WHAT YOU SHOULD DO - Gather every line in the material below that contains the word "white", and copy each one unchanged.

EXTRACTED RECORDS -
.....
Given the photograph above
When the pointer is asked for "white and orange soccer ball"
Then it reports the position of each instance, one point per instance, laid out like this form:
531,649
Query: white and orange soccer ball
.....
THE RESULT -
When the pointer is asked for "white and orange soccer ball"
Query: white and orange soccer ball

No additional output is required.